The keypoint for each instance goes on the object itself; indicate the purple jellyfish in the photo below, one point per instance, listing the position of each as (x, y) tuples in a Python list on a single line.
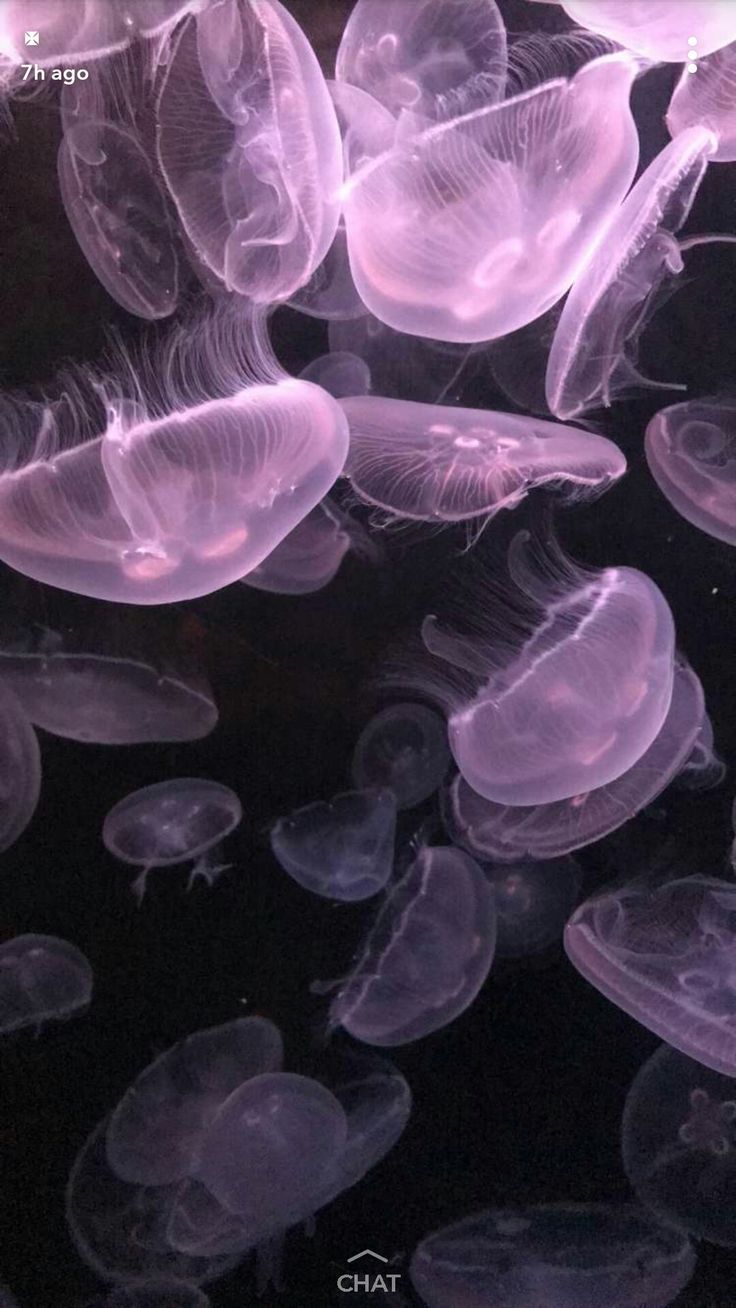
[(449, 464), (664, 955)]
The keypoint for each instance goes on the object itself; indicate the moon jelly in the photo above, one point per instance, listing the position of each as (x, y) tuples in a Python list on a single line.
[(404, 748), (679, 1145), (607, 306), (690, 450), (553, 1256), (42, 979), (664, 954), (426, 955), (475, 226), (343, 849), (447, 464)]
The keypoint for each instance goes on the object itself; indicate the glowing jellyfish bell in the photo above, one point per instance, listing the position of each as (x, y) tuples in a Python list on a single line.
[(164, 497), (480, 224)]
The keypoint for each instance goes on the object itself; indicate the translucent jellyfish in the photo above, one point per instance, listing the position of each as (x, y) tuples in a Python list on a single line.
[(658, 29), (709, 100), (343, 849), (250, 147), (426, 955), (532, 904), (425, 55), (592, 356), (173, 822), (553, 1256), (479, 225), (449, 464), (404, 748), (42, 979), (154, 1133), (501, 832), (679, 1145), (690, 450), (149, 497), (664, 954)]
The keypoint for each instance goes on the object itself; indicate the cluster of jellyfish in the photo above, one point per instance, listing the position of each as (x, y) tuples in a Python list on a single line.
[(442, 185)]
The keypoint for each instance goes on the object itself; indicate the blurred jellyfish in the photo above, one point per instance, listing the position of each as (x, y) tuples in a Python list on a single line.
[(425, 56), (679, 1145), (532, 904), (426, 955), (154, 1134), (173, 822), (690, 450), (42, 979), (553, 1256), (343, 849), (450, 464), (404, 748), (664, 954), (501, 832), (479, 225), (709, 100), (148, 497), (592, 356), (250, 147)]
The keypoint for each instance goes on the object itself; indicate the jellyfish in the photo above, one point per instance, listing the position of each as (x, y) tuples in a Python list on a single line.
[(250, 147), (532, 904), (154, 1134), (426, 955), (553, 1256), (690, 450), (475, 226), (679, 1145), (664, 955), (173, 483), (343, 849), (42, 979), (509, 833), (450, 464), (592, 356), (709, 100), (173, 822)]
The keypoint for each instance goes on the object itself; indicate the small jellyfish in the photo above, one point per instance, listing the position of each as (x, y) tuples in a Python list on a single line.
[(690, 450), (42, 979), (403, 748), (679, 1145), (426, 955), (450, 464), (553, 1256), (343, 849), (173, 822), (666, 955)]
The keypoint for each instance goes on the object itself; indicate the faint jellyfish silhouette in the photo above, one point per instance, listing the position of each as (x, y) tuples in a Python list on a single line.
[(143, 497), (709, 100), (479, 225), (501, 832), (679, 1145), (532, 904), (250, 147), (592, 356), (42, 979), (404, 748), (690, 450), (154, 1133), (341, 849), (171, 822), (664, 954), (553, 1256), (450, 464), (426, 955)]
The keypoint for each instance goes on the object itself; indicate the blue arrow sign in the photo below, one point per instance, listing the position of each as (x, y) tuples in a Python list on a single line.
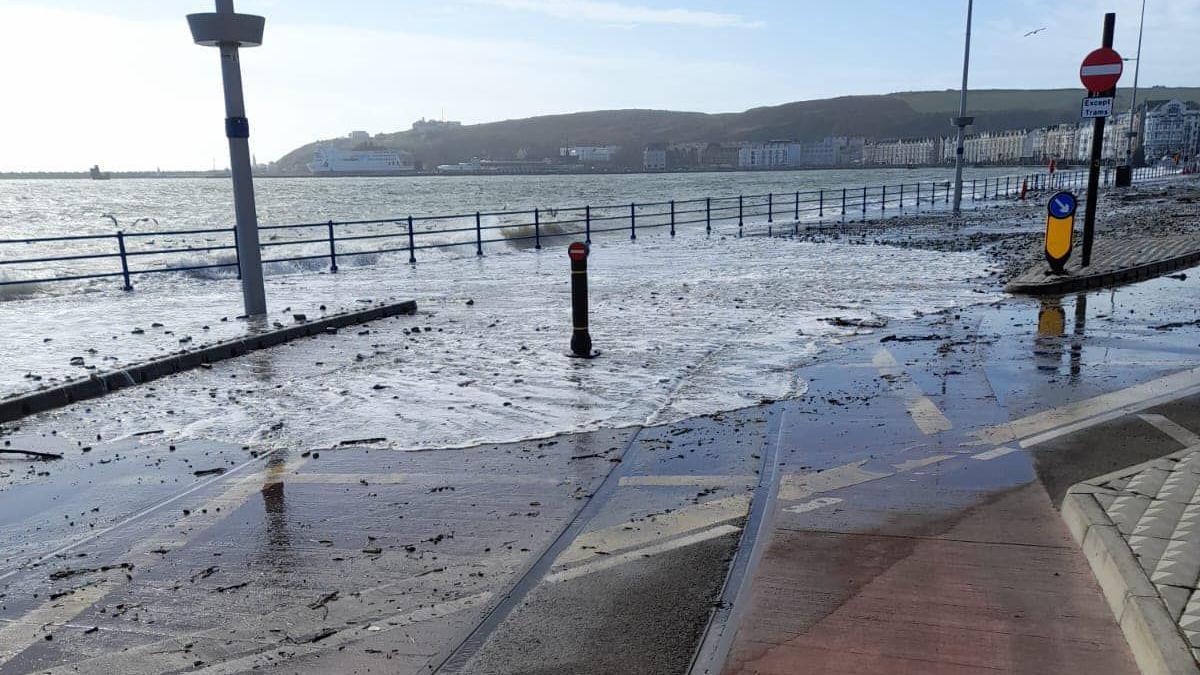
[(1062, 204)]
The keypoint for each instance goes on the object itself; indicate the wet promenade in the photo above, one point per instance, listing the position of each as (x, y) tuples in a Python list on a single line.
[(911, 523)]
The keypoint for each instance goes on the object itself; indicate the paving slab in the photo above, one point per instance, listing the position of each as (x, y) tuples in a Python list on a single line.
[(1119, 261)]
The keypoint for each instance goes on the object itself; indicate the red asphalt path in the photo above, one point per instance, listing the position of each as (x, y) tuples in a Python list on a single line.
[(1000, 587)]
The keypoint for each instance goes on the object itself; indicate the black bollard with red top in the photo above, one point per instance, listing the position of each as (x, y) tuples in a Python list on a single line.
[(581, 340)]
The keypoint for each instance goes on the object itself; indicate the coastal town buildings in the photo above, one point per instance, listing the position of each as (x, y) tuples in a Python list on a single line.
[(1162, 130), (654, 157), (1171, 127), (903, 151), (588, 154)]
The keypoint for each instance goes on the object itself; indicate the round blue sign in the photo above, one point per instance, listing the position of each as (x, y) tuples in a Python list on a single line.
[(1062, 204)]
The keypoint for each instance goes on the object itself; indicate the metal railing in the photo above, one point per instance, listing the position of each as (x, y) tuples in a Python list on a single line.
[(127, 255)]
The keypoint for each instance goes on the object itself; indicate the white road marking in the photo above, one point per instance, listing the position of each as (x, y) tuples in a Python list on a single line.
[(352, 634), (58, 613), (995, 453), (922, 410), (396, 478), (909, 465), (1171, 429), (1053, 423), (17, 635), (675, 481), (820, 502), (138, 515), (646, 531), (798, 487), (639, 554)]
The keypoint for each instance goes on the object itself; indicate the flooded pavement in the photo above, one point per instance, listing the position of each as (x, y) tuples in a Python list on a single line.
[(917, 477)]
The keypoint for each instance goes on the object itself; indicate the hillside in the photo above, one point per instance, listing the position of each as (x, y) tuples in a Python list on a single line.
[(901, 114)]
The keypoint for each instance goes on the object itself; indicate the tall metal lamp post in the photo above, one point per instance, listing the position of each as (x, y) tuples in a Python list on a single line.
[(963, 121), (1133, 100), (229, 31)]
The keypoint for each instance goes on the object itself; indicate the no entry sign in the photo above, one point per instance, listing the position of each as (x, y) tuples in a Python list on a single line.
[(1101, 70)]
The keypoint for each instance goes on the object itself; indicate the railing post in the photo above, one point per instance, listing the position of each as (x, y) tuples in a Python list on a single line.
[(125, 263), (237, 251), (412, 249), (479, 237), (333, 250)]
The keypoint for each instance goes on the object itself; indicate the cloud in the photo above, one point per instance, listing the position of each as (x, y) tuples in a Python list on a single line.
[(623, 15)]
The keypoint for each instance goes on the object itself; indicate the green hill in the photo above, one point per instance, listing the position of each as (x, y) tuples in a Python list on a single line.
[(903, 114)]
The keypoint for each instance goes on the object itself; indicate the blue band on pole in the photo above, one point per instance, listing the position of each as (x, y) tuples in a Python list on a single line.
[(237, 127)]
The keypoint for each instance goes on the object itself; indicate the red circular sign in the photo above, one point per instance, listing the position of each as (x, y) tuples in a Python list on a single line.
[(1101, 70)]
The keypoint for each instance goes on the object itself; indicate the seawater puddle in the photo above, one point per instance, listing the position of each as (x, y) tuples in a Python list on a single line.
[(685, 328)]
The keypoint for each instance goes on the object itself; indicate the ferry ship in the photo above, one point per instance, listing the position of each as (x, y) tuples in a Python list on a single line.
[(330, 160)]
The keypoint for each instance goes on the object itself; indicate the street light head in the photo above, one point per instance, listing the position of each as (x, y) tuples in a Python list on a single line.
[(213, 29)]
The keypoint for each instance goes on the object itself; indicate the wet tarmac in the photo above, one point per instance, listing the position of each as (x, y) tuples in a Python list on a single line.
[(609, 551)]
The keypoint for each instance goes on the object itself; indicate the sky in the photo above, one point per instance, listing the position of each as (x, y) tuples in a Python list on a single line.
[(120, 83)]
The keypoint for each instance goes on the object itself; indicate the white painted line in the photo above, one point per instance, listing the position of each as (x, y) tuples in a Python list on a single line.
[(909, 465), (817, 503), (684, 481), (922, 408), (142, 554), (346, 635), (995, 453), (640, 554), (927, 417), (396, 478), (645, 532), (798, 487), (1114, 404), (1102, 418), (1174, 430), (138, 515), (17, 635)]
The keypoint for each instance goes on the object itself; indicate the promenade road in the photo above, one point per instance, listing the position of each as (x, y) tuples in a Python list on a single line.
[(912, 526)]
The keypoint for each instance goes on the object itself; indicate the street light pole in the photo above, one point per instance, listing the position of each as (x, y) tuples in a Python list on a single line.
[(963, 120), (1133, 100), (229, 31)]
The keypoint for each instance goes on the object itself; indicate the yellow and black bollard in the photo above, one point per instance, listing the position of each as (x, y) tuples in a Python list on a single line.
[(1060, 230), (581, 340)]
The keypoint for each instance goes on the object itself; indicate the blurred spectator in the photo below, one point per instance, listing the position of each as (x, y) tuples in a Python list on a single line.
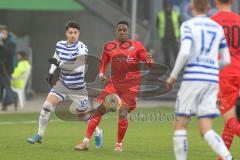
[(168, 24), (8, 51), (8, 45), (23, 65)]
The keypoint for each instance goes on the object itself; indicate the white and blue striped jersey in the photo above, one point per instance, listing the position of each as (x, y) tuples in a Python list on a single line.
[(71, 76), (206, 40)]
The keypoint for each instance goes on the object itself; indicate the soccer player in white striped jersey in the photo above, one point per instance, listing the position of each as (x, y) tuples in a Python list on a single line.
[(70, 56), (201, 41)]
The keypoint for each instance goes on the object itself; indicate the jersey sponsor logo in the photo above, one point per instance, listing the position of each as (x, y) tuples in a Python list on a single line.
[(205, 60)]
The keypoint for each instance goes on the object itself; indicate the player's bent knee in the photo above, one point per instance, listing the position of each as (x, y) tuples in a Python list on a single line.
[(123, 113)]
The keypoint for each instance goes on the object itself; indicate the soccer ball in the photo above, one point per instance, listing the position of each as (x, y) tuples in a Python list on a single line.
[(112, 102)]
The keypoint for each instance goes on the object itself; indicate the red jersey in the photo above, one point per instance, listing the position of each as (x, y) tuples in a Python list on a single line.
[(230, 22), (124, 58)]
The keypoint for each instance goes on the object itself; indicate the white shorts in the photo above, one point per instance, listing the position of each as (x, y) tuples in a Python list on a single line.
[(197, 98), (80, 102)]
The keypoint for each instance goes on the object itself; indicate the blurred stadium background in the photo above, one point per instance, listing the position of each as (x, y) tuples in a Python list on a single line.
[(38, 25)]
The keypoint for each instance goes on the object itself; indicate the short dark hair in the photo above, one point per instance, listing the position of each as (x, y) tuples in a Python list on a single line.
[(22, 54), (3, 27), (201, 5), (224, 1), (72, 24), (123, 22)]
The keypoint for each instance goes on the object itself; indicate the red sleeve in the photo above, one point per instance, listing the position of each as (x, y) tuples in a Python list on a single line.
[(104, 62), (142, 54)]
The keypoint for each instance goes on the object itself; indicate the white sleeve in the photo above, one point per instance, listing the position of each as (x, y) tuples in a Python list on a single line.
[(53, 67), (184, 52), (224, 53)]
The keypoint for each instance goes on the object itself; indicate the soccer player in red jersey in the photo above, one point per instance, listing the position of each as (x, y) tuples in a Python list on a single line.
[(230, 75), (124, 55)]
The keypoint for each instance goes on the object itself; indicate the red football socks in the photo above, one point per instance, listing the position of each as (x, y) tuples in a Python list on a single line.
[(122, 128)]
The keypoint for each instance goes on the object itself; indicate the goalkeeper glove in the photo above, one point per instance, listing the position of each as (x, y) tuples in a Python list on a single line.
[(49, 80)]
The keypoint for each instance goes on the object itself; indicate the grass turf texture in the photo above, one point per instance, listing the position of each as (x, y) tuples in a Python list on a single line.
[(145, 140)]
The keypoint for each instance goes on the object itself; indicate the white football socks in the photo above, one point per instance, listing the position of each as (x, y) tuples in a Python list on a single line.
[(97, 131), (44, 117), (180, 144), (217, 144)]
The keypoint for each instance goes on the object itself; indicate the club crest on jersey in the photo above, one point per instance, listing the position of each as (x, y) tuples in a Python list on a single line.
[(131, 48)]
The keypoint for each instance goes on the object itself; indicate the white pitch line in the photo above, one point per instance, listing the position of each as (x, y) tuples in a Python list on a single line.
[(31, 121), (23, 122)]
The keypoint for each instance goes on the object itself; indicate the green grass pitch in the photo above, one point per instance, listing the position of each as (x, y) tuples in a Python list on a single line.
[(145, 140)]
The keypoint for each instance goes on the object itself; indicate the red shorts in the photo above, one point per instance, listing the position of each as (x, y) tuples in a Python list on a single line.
[(128, 98), (229, 89)]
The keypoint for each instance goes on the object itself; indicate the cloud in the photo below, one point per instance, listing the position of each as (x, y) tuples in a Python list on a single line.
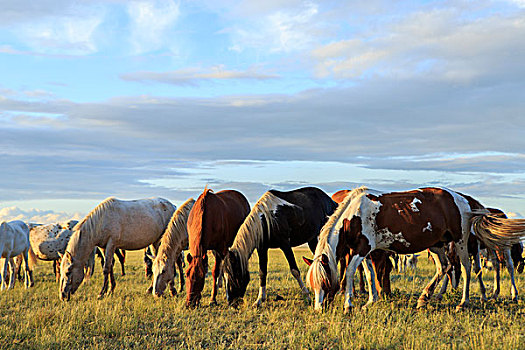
[(36, 215), (193, 76), (151, 22), (432, 44)]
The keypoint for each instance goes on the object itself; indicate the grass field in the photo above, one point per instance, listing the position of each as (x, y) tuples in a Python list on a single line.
[(129, 318)]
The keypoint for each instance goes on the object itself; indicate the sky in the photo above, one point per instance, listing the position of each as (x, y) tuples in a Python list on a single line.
[(137, 99)]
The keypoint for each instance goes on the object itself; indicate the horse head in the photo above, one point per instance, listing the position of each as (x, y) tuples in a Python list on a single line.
[(236, 277), (71, 276), (322, 279), (162, 274), (196, 273)]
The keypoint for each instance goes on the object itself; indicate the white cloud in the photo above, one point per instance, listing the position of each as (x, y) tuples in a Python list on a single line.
[(36, 215), (150, 23), (192, 76)]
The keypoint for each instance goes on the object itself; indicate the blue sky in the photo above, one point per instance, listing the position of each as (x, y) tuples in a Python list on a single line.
[(160, 98)]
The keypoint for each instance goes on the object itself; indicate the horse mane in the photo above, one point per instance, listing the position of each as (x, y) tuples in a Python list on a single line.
[(251, 233), (316, 274), (177, 232), (88, 225), (197, 213), (496, 231)]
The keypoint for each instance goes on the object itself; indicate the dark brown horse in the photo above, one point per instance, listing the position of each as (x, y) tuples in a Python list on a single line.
[(212, 225), (405, 222), (380, 261)]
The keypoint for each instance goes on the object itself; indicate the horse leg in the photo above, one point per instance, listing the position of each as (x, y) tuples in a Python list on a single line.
[(12, 273), (362, 288), (440, 260), (443, 289), (108, 265), (263, 271), (510, 268), (112, 283), (216, 275), (180, 262), (121, 255), (28, 273), (350, 271), (371, 280), (288, 253), (479, 272), (497, 272), (465, 271)]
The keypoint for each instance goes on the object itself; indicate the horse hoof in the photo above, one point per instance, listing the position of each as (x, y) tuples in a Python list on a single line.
[(421, 303), (461, 307)]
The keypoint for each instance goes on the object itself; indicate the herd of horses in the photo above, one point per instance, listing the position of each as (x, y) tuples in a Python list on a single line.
[(356, 229)]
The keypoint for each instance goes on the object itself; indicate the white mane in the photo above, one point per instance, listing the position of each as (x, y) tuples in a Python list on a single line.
[(88, 226), (250, 234), (176, 235), (328, 239)]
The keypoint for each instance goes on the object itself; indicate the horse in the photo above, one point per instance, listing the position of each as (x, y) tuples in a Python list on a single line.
[(14, 240), (278, 220), (49, 241), (405, 223), (212, 224), (510, 257), (380, 261), (113, 224), (174, 240)]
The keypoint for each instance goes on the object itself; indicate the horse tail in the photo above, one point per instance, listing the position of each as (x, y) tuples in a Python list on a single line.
[(32, 259), (496, 231)]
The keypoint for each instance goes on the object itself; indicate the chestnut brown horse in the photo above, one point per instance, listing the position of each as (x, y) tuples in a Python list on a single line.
[(380, 261), (213, 223), (510, 257), (406, 223)]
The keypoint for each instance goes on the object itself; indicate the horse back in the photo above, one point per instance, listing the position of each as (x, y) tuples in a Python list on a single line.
[(304, 221), (215, 219), (424, 217)]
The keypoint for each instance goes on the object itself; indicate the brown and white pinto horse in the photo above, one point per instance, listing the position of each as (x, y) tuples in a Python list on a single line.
[(380, 262), (213, 223), (406, 223)]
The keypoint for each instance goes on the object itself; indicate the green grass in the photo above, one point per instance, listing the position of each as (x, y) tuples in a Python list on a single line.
[(129, 318)]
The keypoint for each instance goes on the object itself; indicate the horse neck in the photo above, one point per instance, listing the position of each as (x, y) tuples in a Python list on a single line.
[(81, 245)]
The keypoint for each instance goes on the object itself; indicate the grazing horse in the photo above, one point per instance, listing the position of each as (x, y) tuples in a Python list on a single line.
[(510, 257), (212, 224), (113, 224), (14, 240), (174, 240), (48, 243), (380, 262), (406, 223), (278, 220)]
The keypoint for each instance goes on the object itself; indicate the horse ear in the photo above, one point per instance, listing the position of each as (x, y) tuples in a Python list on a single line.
[(307, 261), (324, 259), (346, 225), (68, 254), (151, 256)]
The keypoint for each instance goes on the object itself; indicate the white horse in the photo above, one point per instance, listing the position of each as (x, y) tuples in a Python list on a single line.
[(174, 240), (113, 224), (49, 242), (14, 240)]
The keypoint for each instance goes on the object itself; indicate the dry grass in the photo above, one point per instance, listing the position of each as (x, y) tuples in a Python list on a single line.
[(129, 318)]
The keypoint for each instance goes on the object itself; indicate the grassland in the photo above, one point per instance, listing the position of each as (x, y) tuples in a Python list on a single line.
[(129, 318)]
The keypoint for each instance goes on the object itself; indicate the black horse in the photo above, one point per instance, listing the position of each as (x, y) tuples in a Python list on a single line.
[(278, 220)]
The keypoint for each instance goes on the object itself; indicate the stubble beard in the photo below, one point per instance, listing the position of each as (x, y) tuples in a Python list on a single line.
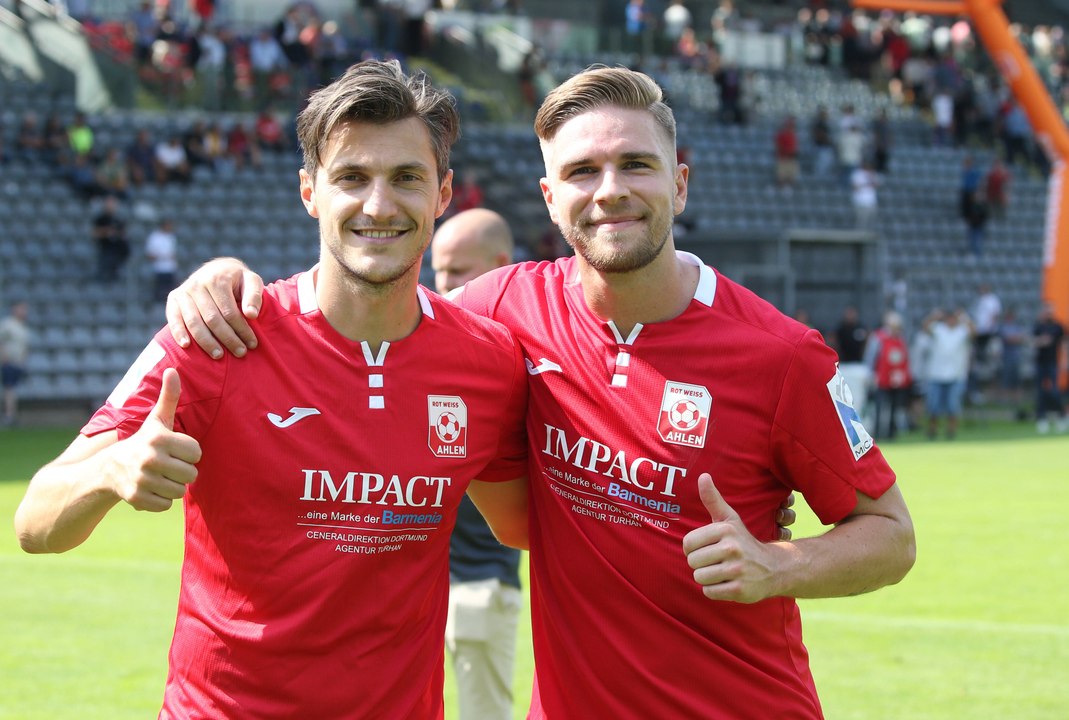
[(363, 281), (599, 254)]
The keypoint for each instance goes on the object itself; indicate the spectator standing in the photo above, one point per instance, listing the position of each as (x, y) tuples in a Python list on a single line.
[(15, 339), (729, 82), (787, 153), (976, 222), (141, 28), (57, 143), (942, 118), (676, 19), (268, 132), (211, 68), (192, 142), (80, 136), (242, 150), (996, 188), (823, 144), (1017, 131), (864, 185), (987, 312), (1048, 337), (141, 158), (947, 371), (484, 594), (172, 161), (81, 175), (467, 193), (881, 143), (888, 357), (112, 175), (850, 337), (1012, 335), (29, 141), (635, 19), (851, 144), (970, 185), (265, 59), (112, 248), (161, 250)]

++++++++++

### Requirements:
Lay out the records from the line containing "player in white" through the line containing "[(205, 60)]" as a two-column CSV with the header instruction,answer. Give one row per record, with its text and its answer each in one quoted field and line breaks turned into spaces.

### Output below:
instruction,answer
"The keypoint for each instance goes on the object itself; indicate the soccer player in white striped jersey in the photo above, one point per instance, listing the position of each as (x, y) tuples in a Python list on a single line.","[(70, 56), (201, 41)]"
"The keypoint for each instance goes on the object itself; indicate the jersey sponsor logo in the photo above, one point per instance, listing the position of each as (x, y) tuples in a Python list on a single line.","[(205, 60)]"